▸ Exercise aim
Which lines in the records below contain the word "wing", with case counting? Show each of those lines in full.

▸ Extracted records
## begin

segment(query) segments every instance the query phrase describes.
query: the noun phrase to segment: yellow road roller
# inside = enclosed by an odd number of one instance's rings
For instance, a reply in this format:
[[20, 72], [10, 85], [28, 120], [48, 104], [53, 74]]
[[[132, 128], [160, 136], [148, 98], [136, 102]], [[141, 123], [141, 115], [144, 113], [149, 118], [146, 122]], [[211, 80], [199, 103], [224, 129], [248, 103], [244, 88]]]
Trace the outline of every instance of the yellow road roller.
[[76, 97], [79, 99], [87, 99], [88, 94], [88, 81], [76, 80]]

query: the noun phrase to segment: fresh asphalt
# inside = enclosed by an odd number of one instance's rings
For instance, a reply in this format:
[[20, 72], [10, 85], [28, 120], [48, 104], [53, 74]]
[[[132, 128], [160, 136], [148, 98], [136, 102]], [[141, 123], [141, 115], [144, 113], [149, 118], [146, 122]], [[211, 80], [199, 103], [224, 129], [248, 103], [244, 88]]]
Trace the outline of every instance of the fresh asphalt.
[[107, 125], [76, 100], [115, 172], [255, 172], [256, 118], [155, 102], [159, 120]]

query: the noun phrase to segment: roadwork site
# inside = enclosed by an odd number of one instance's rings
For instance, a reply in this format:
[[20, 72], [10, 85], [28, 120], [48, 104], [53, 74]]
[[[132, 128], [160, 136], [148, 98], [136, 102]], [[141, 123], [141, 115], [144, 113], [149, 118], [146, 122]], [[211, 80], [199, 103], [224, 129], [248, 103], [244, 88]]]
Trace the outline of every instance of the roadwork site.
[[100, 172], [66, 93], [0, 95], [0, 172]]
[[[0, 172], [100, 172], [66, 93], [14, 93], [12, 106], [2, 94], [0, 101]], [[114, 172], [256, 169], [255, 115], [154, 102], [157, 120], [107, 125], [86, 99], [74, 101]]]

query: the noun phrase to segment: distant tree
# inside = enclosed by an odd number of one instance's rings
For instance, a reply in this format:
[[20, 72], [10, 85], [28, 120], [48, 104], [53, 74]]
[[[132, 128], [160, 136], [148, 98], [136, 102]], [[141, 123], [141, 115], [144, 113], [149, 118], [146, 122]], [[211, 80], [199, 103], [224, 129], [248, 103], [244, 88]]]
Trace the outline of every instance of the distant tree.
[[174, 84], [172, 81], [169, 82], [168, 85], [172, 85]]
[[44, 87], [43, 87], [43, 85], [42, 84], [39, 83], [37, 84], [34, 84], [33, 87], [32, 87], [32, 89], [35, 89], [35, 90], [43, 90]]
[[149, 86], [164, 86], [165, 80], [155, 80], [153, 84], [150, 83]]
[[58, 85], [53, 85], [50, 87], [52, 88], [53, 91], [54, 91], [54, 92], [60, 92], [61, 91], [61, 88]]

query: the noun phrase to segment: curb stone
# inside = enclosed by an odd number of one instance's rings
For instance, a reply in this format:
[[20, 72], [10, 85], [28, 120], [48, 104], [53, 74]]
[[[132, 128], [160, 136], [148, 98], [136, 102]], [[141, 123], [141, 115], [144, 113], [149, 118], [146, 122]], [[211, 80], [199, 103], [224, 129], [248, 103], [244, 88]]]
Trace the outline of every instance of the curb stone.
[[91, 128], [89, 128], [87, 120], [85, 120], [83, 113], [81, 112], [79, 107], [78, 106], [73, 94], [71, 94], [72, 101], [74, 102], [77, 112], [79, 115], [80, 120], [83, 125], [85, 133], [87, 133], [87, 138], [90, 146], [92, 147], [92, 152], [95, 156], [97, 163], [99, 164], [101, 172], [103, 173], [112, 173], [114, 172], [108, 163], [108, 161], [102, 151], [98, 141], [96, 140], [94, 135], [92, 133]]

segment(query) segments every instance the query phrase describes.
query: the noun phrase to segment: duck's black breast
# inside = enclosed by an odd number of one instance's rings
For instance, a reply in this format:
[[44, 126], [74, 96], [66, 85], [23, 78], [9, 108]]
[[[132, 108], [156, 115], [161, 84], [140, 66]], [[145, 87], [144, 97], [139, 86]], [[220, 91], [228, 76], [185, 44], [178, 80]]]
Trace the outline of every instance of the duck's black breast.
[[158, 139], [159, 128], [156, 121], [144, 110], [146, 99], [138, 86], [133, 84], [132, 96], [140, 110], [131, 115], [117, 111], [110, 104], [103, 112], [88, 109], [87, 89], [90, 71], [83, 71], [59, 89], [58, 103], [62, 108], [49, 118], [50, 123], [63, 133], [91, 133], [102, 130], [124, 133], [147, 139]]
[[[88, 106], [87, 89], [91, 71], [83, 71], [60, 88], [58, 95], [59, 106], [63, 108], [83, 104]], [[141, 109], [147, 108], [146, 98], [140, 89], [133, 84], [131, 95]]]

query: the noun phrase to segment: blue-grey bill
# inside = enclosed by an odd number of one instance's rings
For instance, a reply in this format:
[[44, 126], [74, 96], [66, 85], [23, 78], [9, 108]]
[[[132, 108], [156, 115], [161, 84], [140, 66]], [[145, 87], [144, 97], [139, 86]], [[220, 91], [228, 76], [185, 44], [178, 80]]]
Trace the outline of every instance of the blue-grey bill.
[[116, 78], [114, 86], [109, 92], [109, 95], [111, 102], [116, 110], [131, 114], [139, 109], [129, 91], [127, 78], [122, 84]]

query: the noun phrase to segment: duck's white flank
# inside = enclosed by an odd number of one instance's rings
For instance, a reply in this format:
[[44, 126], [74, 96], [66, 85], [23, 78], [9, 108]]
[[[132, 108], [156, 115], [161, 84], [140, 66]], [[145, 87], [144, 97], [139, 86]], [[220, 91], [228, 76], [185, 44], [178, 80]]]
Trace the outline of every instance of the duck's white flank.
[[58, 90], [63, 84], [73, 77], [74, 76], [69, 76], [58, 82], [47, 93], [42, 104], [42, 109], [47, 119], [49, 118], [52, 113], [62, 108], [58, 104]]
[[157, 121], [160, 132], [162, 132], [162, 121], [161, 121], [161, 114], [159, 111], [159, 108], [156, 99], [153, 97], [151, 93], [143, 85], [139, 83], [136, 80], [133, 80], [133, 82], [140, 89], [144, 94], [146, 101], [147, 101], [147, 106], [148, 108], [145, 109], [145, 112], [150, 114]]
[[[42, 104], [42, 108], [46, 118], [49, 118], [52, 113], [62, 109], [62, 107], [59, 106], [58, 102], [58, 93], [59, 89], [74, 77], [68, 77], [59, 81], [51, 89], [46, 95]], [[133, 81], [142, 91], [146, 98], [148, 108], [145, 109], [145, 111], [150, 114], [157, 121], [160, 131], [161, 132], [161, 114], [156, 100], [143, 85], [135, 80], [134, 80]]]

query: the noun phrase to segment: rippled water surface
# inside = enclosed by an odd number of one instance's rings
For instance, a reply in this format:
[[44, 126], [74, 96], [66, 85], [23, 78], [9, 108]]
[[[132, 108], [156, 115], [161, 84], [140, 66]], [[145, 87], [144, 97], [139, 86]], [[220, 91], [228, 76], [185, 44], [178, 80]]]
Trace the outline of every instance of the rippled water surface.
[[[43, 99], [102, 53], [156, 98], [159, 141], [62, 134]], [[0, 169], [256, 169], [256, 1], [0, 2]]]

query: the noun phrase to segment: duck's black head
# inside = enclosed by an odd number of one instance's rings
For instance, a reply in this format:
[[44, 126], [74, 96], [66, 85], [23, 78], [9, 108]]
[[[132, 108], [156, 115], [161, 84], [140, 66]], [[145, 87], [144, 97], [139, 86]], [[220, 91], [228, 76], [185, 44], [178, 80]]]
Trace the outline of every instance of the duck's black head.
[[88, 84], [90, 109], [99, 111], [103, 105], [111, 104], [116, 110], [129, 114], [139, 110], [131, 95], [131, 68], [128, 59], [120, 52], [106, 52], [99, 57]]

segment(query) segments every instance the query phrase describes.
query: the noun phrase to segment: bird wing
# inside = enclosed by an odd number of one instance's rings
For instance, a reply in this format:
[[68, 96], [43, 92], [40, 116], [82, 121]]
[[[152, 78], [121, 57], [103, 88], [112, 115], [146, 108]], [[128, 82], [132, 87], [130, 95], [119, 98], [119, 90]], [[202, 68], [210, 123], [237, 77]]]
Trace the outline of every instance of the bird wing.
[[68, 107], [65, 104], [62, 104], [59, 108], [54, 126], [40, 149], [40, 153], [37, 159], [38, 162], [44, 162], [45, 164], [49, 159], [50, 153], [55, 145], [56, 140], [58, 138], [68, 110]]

## end

▸ Solution
query: the noun phrase to segment: bird wing
Trace the outline of every instance of the bird wing.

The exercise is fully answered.